[TASK GOAL]:
Copy the data below line for line, with no changes to any wording, number, or bracket.
[start of RECORDS SUPPLIED]
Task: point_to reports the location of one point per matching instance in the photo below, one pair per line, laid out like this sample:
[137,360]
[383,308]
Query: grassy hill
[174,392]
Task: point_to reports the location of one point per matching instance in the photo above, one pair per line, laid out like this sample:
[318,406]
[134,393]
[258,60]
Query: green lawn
[end of RECORDS SUPPLIED]
[CORRECT OUTPUT]:
Task: point_to reports the location of one point per matching instance in the photo below, one pair per line, laid out like this sample:
[137,360]
[383,308]
Query: grassy hill
[174,392]
Task: point_to reports the location of one point per matching instance in the photo above, one pair per line, laid out like this sample:
[318,406]
[134,393]
[258,60]
Query: green lawn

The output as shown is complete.